Quoted text
— Start —

From the post:

Individually, none of these concepts are new. I’m sure you’ve seen them all before. You may be tempted to dismiss Rama’s programming model as just a combination of event sourcing and materialized views. But what Rama does is integrate and generalize these concepts to such an extent that you can build entire backends end-to-end without any of the impedance mismatches or complexity that characterize and overwhelm existing systems.

You have the general model correct, but here are a few clarifications:

- PStates are partitioned, durable, replicated indexes that are represented as arbitrary combinations of data structures. A PState can be as simple an an integer per partition, or it can be complex like a map of lists of maps of sets. PStates allow you to shape your indexes to perfectly match your application's use cases.

- I wouldn't call Rama queries an "engine", as it's considerably more straightforward in how it works than something like SQL. The base query API is called "paths", which are an imperative way to concisely reach into one partition of one PState to fetch or aggregate values. There's also "query topologies" which are predefined, on-demand distributed computations that can fetch and aggregate data from many partitions of many PStates.

Thanks, I will read more soon! I'm curious... how do you resolve the "impedance mismatch" between some "canonical" models that business decisions are made, based upon, which need to be synchronous with the depots (and mutually synchronous with other models sharing fragments of the same data), and the eventually consistent read models, which have a more lax constraint on how up to date they are?

How do you ensure consistency here? How do you organize it in the data flow?

Say I update a user, because that user seems to still be there in the query result/indexes, but actually an event for this user being deleted has happened some time ago?

This can also happen I suppose of the depots run queries themselves on PState in order to determine if a certain event is valid at all or not, and how exactly to carry it out.

The impedance mismatches you're used to from using databases are gone because:

- You can finely tune your indexes to be exactly the optimal shape for your application (data structure). You can see this in our Mastodon implementation with the big variety of data structures we used for all the use cases. - You're generally just using regular Java objects everywhere: appending to depots, during ETL processing, and stored in indexes.

— End —

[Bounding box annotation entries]
— Start —

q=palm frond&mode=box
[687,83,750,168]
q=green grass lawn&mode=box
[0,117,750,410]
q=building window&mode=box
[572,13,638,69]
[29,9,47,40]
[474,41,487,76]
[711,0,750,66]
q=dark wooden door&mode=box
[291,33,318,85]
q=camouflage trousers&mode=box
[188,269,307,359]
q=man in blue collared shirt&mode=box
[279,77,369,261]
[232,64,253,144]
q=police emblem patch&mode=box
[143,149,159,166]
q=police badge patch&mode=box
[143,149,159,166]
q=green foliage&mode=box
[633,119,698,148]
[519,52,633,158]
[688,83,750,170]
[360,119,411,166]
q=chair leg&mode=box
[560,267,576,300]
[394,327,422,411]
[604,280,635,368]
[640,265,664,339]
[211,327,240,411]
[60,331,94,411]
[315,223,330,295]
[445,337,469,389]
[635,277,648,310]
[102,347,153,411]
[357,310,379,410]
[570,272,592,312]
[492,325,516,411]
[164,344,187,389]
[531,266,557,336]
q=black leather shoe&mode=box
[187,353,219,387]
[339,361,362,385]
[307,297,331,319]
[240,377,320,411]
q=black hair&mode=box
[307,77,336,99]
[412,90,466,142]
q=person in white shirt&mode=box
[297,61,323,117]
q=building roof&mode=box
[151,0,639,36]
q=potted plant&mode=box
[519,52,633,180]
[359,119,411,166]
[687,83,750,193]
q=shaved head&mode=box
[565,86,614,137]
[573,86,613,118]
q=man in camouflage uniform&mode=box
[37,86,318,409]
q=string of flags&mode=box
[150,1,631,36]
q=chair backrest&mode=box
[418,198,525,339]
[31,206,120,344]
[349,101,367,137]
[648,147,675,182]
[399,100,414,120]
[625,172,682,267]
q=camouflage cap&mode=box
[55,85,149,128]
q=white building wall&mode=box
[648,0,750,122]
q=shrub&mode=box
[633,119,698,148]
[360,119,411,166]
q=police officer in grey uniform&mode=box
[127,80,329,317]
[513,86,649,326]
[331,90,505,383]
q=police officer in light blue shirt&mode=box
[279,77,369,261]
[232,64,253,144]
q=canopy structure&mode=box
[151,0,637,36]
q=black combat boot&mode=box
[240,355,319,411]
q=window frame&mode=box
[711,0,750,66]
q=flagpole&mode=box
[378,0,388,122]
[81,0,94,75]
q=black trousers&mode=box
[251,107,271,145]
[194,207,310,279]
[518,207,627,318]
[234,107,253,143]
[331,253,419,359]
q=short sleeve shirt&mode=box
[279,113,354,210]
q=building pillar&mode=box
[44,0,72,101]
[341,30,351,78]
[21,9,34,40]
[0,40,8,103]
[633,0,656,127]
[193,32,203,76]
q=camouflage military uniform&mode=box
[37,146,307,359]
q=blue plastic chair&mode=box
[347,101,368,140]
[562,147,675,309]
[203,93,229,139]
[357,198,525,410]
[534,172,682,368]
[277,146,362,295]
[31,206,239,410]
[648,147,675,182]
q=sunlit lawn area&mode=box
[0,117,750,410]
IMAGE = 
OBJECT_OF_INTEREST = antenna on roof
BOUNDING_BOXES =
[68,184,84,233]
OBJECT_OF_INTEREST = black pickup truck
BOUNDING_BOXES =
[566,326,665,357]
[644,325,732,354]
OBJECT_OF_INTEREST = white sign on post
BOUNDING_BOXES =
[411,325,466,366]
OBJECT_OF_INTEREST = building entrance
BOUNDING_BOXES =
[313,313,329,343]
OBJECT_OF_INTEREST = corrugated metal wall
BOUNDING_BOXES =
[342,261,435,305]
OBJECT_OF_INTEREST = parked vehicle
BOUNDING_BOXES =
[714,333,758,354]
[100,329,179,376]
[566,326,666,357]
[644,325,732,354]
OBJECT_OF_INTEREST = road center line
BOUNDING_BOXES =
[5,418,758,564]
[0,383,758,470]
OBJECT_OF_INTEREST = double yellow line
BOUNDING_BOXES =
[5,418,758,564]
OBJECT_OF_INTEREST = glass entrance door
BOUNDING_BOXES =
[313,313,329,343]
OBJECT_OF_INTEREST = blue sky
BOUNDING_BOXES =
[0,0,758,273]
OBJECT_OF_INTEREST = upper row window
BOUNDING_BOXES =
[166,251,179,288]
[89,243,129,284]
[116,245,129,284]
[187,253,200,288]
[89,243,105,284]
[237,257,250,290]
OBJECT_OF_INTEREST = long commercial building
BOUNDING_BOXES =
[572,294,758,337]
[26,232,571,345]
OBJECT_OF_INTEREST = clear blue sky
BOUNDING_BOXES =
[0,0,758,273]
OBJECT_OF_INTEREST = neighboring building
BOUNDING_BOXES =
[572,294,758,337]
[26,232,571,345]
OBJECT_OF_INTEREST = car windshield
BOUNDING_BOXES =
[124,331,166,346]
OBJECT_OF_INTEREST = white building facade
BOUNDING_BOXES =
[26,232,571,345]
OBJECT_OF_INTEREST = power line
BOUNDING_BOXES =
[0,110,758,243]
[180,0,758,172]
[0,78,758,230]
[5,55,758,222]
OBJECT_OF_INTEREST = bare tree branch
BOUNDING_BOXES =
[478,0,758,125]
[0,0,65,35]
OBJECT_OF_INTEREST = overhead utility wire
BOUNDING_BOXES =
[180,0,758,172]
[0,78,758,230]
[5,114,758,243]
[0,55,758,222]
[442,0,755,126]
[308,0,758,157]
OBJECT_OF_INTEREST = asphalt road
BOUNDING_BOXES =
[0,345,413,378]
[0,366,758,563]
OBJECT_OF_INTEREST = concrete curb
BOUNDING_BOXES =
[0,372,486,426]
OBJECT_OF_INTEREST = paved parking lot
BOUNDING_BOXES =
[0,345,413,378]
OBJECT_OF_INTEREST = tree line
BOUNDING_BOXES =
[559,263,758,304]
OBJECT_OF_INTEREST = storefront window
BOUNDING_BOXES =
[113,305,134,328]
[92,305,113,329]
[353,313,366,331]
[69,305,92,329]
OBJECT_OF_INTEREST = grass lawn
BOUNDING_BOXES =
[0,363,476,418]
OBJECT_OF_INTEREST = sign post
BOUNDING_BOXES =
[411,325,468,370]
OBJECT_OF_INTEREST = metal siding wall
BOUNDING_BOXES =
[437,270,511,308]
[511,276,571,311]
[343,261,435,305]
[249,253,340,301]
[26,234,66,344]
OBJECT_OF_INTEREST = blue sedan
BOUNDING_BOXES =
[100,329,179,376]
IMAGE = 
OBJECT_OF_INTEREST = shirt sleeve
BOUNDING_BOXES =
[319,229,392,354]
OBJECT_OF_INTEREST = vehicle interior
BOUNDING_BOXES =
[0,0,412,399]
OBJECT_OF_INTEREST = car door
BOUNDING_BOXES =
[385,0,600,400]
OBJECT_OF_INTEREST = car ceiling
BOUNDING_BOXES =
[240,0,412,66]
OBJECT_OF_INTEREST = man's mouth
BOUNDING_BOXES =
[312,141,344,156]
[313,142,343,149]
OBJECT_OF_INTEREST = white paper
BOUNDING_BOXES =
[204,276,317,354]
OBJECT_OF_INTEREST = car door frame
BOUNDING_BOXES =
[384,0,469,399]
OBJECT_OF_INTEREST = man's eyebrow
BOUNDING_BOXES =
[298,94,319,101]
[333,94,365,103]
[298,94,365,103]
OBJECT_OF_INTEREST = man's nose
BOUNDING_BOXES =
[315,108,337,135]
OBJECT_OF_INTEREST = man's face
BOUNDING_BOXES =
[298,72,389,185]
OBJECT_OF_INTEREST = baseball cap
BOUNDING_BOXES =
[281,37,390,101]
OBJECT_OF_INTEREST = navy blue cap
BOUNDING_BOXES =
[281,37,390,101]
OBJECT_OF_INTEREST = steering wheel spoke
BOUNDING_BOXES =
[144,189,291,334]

— End —

Required tasks
A. Translate this sentence from the Rama thread into Spanish: "PStates allow you to shape your indexes to perfectly match your application's use cases."
B. Give again every line of the rows from the one containing "OBJECT_OF_INTEREST = white building facade" down to the one containing "[298,72,389,185]", with both of those lines included.
The Rama thread and the rows are separate, unrelated material.

Answers to the exercise
A. Los PStates te permiten dar forma a tus índices para que se ajusten perfectamente a los casos de uso de tu aplicación.

B.
OBJECT_OF_INTEREST = white building facade
BOUNDING_BOXES =
[26,232,571,345]
OBJECT_OF_INTEREST = power line
BOUNDING_BOXES =
[0,110,758,243]
[180,0,758,172]
[0,78,758,230]
[5,55,758,222]
OBJECT_OF_INTEREST = bare tree branch
BOUNDING_BOXES =
[478,0,758,125]
[0,0,65,35]
OBJECT_OF_INTEREST = overhead utility wire
BOUNDING_BOXES =
[180,0,758,172]
[0,78,758,230]
[5,114,758,243]
[0,55,758,222]
[442,0,755,126]
[308,0,758,157]
OBJECT_OF_INTEREST = asphalt road
BOUNDING_BOXES =
[0,345,413,378]
[0,366,758,563]
OBJECT_OF_INTEREST = concrete curb
BOUNDING_BOXES =
[0,372,486,426]
OBJECT_OF_INTEREST = paved parking lot
BOUNDING_BOXES =
[0,345,413,378]
OBJECT_OF_INTEREST = tree line
BOUNDING_BOXES =
[559,263,758,304]
OBJECT_OF_INTEREST = storefront window
BOUNDING_BOXES =
[113,305,134,328]
[92,305,113,329]
[353,313,366,331]
[69,305,92,329]
OBJECT_OF_INTEREST = grass lawn
BOUNDING_BOXES =
[0,363,476,418]
OBJECT_OF_INTEREST = sign post
BOUNDING_BOXES =
[411,325,468,370]
OBJECT_OF_INTEREST = metal siding wall
BOUNDING_BOXES =
[437,270,511,308]
[511,276,571,311]
[343,261,435,305]
[249,253,340,301]
[26,234,66,344]
OBJECT_OF_INTEREST = blue sedan
BOUNDING_BOXES =
[100,329,179,376]
IMAGE = 
OBJECT_OF_INTEREST = shirt sleeve
BOUNDING_BOXES =
[319,229,392,354]
OBJECT_OF_INTEREST = vehicle interior
BOUNDING_BOXES =
[0,0,412,399]
OBJECT_OF_INTEREST = car door
BOUNDING_BOXES =
[385,0,600,400]
OBJECT_OF_INTEREST = car ceiling
BOUNDING_BOXES =
[240,0,412,66]
OBJECT_OF_INTEREST = man's mouth
BOUNDING_BOXES =
[312,141,344,156]
[313,142,343,149]
OBJECT_OF_INTEREST = white paper
BOUNDING_BOXES =
[204,276,317,354]
OBJECT_OF_INTEREST = car door frame
BOUNDING_BOXES =
[384,0,469,399]
OBJECT_OF_INTEREST = man's eyebrow
BOUNDING_BOXES =
[298,94,319,101]
[333,94,365,103]
[298,94,365,103]
OBJECT_OF_INTEREST = man's nose
BOUNDING_BOXES =
[315,108,337,135]
OBJECT_OF_INTEREST = man's face
BOUNDING_BOXES =
[298,72,389,185]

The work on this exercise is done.